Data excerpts
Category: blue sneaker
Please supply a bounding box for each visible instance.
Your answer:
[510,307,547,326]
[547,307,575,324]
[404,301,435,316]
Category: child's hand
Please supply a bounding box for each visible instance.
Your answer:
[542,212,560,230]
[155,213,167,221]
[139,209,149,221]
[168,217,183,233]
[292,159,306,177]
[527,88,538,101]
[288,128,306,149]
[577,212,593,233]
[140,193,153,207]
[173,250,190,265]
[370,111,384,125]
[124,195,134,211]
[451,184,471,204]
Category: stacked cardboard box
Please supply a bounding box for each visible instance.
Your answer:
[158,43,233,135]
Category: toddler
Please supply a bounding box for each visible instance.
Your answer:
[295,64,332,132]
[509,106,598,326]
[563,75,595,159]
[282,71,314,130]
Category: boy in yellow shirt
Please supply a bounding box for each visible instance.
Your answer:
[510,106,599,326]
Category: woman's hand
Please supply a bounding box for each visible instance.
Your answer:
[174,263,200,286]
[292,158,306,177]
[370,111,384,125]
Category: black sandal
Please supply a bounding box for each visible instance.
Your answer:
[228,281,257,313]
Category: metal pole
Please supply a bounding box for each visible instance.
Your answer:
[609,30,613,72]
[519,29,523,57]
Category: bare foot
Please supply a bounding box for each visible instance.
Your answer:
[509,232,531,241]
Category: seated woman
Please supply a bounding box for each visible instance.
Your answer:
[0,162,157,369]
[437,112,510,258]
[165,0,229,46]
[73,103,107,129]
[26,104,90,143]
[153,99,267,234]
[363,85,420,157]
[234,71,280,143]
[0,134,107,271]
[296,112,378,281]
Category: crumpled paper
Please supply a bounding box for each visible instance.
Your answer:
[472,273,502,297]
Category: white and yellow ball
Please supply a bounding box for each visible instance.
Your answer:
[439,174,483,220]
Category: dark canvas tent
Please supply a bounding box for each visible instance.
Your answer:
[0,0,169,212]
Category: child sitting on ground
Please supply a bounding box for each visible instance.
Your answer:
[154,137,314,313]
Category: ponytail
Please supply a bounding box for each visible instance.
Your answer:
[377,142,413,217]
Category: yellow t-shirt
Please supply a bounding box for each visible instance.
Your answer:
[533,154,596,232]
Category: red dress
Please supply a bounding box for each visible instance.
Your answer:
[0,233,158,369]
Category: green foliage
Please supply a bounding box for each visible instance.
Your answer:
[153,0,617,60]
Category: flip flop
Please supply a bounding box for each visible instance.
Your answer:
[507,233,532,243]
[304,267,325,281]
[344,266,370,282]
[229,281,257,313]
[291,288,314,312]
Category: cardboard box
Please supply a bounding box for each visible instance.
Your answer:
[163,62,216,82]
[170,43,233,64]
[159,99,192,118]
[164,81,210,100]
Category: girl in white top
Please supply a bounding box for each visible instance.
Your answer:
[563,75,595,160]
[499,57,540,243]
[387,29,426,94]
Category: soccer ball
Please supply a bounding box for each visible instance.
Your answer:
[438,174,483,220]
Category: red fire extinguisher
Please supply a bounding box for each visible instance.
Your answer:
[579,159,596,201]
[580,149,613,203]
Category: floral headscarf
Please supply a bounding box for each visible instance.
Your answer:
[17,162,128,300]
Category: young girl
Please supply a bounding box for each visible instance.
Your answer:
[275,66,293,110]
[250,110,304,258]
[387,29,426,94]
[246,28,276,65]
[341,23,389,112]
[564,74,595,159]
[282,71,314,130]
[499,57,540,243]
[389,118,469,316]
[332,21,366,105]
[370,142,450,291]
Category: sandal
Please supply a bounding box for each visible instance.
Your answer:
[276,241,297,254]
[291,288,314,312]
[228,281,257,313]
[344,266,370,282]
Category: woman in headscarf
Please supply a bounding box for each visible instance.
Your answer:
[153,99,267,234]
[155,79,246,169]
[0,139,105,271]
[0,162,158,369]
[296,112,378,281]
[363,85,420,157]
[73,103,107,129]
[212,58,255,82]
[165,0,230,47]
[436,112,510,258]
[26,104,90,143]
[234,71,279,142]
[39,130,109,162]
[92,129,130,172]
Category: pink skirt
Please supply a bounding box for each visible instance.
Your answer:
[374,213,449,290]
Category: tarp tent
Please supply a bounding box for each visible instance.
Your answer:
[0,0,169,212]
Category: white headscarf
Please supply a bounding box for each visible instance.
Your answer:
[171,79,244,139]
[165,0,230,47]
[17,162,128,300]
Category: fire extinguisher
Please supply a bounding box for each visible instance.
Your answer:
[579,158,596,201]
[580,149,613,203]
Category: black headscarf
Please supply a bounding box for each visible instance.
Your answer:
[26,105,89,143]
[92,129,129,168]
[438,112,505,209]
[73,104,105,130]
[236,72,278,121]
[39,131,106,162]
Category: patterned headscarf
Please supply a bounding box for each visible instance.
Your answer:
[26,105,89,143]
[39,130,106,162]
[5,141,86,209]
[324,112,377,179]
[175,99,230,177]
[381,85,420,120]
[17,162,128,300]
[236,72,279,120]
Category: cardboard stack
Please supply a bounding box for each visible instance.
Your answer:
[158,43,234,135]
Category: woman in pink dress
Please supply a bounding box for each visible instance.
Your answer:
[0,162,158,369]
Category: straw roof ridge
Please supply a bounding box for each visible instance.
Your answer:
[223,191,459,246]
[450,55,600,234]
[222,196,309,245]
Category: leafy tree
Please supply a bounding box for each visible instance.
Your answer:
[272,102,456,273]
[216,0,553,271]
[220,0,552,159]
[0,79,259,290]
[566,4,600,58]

Exercise instructions:
Transcribe the lines from the first line of the records through the line that contains "Category: seated woman", both included, and add nothing else.

Answer to this problem:
Category: blue sneaker
Please supply a bounding box for each visible instance.
Your answer:
[510,307,547,326]
[547,307,575,324]
[404,301,435,316]
Category: child's hand
Please supply a bounding box for each visible instance.
Your answer:
[542,212,560,230]
[155,213,167,221]
[139,209,149,221]
[168,217,183,233]
[292,159,306,177]
[527,88,538,101]
[288,128,306,149]
[577,212,593,233]
[140,193,153,207]
[173,250,190,265]
[370,111,384,125]
[124,195,134,211]
[451,184,471,204]
Category: stacked cardboard box
Please supply a bounding box for each visible instance.
Your answer:
[158,43,233,135]
Category: toddler
Please supply a bounding box for each visible instance.
Your answer:
[295,64,332,132]
[509,106,598,326]
[563,75,595,159]
[282,71,314,130]
Category: boy in yellow shirt
Please supply a bounding box for each visible instance.
Your answer:
[510,106,599,326]
Category: woman's hand
Please supply a bounding box for each visible instance.
Your answer:
[174,263,200,286]
[292,158,306,177]
[370,111,384,125]
Category: black sandal
Please supply a bounding box for each visible instance.
Your answer:
[228,281,257,313]
Category: metal pole
Please supply a bounding box for each visible instance.
Your answer:
[609,30,613,72]
[519,29,523,57]
Category: bare foot
Please supply a bounding box for each visible instance.
Your answer:
[509,232,531,241]
Category: seated woman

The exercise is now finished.